**What needs to be done:** Rewrite the stretch of records from the line containing "indicate the water reflection with a point" through the end of the records, both ends included and requests kept as they are. Multiply every point coordinate in the answers by 1.7 and round to whole numbers, with halves going up. Give nothing outside that stretch.

**Data shown:**
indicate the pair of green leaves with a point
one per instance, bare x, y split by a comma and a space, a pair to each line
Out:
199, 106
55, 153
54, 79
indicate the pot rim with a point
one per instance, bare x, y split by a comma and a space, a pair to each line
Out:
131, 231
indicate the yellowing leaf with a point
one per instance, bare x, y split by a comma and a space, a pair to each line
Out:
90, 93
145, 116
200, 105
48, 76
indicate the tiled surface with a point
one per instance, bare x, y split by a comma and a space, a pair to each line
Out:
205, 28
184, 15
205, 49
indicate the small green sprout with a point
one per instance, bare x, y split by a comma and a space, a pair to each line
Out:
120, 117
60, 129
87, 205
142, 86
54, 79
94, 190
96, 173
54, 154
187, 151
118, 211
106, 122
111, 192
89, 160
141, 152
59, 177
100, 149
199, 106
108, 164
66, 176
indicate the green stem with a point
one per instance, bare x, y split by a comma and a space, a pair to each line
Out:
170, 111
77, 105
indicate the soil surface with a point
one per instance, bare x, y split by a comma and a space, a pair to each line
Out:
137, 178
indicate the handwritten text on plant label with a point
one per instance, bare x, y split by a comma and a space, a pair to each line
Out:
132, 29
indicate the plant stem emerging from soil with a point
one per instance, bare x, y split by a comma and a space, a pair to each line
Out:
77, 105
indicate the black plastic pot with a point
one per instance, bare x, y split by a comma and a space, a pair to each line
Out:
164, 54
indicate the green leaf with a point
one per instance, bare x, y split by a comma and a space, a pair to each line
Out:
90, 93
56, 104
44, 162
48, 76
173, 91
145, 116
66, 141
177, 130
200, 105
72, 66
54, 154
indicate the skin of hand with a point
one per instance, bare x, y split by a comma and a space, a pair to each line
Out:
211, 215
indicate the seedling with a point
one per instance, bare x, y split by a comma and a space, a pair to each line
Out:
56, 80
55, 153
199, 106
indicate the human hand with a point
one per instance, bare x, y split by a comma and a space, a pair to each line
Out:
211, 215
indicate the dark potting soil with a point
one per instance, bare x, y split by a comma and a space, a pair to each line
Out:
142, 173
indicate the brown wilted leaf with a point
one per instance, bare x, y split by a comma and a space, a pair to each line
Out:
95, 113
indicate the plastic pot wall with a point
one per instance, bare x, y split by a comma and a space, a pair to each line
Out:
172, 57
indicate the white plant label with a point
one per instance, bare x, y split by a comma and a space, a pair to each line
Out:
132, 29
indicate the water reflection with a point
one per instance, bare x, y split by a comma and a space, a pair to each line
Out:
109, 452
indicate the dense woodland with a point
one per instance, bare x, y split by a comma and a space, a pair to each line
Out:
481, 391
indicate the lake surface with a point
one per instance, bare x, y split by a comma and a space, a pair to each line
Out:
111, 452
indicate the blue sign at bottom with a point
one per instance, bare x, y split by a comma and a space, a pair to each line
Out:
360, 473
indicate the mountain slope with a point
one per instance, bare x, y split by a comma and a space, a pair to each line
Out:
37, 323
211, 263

**Expected answer:**
indicate the water reflection with a point
one per instance, bare x, y split by a comma and a space, a pair to each line
Out:
185, 768
indicate the dense woodland with a point
one per instance, bare x, y split by a comma and a space, a pair to each line
Out:
818, 665
indicate the lake surface with a point
one per instance, bare x, y split by a comma and a space, a pair to each line
Out:
189, 768
indicate the blue sign at bottom with a point
one per instance, bare x, y split by a comma and a space, a pair to each line
Out:
612, 804
indicate the mountain slope with a point
one per instance, bare x, y split by a comma and a space, a pair to each line
Out:
63, 549
359, 447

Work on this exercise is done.